_RECORD EXTRACTS_

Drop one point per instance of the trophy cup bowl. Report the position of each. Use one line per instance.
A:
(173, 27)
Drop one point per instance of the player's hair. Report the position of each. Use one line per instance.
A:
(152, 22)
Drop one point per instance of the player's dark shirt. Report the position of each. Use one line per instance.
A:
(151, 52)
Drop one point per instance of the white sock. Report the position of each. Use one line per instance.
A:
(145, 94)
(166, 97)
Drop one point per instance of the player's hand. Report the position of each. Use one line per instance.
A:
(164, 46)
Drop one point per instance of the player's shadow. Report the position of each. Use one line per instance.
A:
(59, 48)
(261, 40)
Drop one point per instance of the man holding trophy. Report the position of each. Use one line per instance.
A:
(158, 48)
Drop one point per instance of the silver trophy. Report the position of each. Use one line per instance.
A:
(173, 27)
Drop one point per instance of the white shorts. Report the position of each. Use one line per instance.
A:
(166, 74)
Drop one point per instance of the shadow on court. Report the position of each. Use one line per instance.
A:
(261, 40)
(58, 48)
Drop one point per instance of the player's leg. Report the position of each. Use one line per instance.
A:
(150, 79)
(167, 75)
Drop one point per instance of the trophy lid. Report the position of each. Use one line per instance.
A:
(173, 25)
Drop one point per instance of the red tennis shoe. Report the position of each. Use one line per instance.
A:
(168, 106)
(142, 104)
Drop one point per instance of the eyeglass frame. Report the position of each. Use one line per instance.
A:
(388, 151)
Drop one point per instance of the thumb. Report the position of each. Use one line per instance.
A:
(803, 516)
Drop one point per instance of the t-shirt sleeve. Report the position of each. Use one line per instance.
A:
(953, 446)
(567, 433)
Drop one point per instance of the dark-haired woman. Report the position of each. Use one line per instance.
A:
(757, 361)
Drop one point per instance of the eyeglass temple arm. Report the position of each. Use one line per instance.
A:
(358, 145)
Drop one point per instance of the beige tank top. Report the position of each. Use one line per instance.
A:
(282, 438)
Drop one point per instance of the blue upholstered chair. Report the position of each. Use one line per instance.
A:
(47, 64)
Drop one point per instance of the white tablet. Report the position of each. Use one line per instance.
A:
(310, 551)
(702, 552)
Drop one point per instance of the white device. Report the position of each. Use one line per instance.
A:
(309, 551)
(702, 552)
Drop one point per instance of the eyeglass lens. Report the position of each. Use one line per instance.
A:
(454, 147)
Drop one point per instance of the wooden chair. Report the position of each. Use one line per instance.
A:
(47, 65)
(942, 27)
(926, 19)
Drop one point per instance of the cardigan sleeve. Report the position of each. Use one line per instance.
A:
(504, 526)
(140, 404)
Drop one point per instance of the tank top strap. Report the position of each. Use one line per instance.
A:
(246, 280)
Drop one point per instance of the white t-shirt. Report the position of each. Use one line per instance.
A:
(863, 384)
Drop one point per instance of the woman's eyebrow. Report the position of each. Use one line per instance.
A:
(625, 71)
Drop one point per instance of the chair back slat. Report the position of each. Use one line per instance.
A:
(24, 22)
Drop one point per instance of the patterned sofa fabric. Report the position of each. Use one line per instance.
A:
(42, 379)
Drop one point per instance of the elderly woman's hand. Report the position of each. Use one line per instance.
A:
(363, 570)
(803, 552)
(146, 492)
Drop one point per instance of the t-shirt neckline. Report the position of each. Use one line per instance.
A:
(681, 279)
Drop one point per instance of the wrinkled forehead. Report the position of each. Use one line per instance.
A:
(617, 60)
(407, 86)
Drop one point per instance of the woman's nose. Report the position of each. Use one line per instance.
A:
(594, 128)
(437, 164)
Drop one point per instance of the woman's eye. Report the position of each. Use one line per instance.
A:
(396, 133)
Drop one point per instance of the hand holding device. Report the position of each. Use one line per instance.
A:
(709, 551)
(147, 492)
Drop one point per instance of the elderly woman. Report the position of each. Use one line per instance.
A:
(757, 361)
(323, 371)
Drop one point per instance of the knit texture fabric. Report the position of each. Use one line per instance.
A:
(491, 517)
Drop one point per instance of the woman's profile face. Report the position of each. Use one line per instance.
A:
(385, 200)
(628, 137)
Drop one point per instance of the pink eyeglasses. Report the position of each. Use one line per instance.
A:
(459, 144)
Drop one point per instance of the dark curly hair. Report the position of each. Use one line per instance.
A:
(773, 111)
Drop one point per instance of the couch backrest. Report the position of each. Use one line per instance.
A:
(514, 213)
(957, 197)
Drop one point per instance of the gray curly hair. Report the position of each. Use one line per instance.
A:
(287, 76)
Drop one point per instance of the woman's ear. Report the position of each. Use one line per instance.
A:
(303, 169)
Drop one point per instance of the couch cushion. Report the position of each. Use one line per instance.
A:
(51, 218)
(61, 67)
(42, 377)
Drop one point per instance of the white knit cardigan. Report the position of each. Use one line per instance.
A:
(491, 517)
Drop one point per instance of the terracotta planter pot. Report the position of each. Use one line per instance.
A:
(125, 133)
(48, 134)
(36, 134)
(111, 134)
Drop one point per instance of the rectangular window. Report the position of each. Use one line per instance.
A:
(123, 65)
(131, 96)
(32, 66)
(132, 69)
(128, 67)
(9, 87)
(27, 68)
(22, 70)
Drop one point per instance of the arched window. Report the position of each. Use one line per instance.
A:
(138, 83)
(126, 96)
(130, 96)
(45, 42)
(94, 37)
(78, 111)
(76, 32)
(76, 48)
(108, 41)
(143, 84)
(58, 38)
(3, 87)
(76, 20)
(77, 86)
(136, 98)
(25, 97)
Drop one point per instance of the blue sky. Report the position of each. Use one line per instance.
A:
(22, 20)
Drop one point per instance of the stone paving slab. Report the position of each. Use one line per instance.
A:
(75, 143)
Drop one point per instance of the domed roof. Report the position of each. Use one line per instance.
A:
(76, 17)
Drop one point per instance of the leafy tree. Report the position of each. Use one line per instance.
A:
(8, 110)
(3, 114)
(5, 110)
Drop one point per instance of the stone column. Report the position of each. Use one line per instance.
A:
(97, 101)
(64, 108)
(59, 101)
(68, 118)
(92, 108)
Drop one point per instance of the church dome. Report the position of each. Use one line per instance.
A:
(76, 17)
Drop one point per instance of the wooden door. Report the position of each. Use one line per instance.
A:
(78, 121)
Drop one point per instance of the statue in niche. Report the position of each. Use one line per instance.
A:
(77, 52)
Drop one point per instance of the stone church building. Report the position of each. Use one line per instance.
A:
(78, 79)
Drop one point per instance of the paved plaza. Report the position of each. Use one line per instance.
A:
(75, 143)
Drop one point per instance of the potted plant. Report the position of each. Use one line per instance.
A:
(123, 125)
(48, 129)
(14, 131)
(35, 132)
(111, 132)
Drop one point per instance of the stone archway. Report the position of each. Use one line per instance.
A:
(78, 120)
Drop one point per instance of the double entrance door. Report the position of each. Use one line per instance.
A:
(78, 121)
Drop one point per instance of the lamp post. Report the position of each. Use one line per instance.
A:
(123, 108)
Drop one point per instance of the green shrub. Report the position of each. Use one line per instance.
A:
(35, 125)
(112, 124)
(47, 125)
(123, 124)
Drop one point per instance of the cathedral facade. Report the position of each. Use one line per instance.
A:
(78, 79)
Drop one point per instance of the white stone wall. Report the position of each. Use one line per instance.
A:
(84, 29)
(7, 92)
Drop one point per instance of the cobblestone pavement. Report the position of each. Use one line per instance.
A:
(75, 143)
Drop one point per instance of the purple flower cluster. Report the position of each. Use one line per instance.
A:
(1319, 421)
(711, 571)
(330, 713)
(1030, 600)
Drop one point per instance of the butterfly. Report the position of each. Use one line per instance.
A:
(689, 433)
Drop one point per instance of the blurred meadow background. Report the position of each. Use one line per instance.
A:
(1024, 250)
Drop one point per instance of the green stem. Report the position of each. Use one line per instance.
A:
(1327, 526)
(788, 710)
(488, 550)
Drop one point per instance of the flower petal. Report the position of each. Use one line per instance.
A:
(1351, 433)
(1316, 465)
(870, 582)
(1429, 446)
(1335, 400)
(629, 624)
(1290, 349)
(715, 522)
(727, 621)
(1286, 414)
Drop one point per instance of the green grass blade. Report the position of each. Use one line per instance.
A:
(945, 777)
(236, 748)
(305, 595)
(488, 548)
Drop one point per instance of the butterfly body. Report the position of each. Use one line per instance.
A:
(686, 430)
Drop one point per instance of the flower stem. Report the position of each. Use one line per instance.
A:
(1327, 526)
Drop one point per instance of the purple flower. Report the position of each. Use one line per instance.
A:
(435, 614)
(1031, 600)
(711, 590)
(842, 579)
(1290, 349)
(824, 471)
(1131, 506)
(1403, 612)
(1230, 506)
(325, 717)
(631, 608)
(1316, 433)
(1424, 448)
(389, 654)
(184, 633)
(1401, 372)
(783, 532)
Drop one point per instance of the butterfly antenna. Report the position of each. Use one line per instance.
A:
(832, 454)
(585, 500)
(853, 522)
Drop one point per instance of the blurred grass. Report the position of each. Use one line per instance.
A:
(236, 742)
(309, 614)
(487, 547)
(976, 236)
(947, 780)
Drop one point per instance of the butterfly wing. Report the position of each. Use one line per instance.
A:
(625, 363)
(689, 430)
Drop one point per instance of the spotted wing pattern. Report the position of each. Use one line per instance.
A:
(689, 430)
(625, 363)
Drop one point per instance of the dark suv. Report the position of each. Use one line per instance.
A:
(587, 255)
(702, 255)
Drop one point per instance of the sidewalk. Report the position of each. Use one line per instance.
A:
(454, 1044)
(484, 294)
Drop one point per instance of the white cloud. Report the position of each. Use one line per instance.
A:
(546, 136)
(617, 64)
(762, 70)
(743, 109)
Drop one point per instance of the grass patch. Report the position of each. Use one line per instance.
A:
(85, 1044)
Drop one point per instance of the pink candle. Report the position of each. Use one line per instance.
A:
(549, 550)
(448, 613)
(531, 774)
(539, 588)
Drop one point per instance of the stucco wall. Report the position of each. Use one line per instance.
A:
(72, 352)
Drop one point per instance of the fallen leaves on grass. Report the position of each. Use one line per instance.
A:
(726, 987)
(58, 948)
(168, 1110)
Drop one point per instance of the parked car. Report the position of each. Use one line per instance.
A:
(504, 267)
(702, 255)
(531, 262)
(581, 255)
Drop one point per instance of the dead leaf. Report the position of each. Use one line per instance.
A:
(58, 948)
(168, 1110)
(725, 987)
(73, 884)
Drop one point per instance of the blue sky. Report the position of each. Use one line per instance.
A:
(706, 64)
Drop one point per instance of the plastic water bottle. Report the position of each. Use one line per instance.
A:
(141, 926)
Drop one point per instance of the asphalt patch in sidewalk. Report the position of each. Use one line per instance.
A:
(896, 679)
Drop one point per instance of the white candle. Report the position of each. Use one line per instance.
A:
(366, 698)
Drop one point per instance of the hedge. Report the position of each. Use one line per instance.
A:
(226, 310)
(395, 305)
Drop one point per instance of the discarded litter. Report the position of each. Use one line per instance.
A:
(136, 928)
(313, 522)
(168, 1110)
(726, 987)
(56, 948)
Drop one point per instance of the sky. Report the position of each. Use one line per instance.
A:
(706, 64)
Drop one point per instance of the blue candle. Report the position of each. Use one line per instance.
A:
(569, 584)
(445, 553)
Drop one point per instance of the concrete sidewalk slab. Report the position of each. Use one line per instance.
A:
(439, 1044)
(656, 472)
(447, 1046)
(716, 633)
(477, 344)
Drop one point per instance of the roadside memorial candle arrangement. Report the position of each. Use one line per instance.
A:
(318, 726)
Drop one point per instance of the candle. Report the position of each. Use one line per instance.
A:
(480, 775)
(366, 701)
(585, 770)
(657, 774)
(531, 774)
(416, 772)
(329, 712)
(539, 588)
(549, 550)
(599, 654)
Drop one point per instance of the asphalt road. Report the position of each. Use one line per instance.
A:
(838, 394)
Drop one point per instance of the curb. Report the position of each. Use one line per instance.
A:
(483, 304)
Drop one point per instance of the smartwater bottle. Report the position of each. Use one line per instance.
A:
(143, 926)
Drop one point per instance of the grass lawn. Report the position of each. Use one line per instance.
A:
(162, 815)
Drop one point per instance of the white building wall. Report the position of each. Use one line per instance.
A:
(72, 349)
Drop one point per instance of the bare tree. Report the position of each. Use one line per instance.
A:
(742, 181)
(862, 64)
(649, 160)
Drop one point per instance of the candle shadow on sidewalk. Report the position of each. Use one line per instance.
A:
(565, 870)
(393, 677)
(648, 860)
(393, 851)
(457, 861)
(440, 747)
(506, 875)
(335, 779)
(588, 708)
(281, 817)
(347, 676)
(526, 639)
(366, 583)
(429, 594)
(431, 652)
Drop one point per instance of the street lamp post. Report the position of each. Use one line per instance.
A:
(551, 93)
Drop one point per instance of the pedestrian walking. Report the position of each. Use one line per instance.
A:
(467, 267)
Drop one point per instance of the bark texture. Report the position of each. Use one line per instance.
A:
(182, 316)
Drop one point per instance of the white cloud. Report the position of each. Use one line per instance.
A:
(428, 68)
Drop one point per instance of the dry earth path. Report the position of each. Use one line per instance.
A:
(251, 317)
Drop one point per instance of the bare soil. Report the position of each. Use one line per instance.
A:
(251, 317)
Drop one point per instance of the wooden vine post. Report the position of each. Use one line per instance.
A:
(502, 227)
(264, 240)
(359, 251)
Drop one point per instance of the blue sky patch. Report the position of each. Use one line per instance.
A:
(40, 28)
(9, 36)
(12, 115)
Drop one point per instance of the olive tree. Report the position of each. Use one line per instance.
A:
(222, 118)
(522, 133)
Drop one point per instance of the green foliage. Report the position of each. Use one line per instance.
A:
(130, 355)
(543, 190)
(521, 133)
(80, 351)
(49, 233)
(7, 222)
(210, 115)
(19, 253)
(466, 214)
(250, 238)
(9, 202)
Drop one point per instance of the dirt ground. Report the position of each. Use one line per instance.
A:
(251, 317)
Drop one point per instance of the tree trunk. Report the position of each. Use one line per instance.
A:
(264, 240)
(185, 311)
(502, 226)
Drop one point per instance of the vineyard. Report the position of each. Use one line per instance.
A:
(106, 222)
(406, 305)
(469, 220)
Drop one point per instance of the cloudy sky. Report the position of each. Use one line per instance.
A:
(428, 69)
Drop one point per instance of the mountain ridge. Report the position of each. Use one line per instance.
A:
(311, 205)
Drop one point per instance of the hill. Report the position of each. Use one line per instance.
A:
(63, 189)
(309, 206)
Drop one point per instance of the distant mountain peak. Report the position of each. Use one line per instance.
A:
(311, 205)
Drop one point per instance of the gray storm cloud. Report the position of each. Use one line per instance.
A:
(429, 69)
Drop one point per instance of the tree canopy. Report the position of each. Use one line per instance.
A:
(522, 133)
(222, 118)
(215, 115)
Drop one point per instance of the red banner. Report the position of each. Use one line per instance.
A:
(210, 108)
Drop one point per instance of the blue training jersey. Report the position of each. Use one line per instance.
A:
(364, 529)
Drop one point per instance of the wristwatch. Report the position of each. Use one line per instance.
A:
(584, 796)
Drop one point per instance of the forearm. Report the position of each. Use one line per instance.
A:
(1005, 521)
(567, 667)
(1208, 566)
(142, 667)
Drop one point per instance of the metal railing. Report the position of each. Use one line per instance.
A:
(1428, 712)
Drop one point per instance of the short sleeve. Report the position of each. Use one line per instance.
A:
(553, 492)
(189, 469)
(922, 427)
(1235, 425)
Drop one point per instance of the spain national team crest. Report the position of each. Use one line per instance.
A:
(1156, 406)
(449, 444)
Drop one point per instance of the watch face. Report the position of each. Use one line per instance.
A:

_TASK DETAILS_
Please return each line of the data above in which the word "texture" occurs.

_ANSWER TO THIS PROBLEM_
Drop one point per instance of the knit texture fabric. Report the position of each. Use one line per instance.
Drop one point per instance of the bark texture. Report the position of each. Use one line per instance.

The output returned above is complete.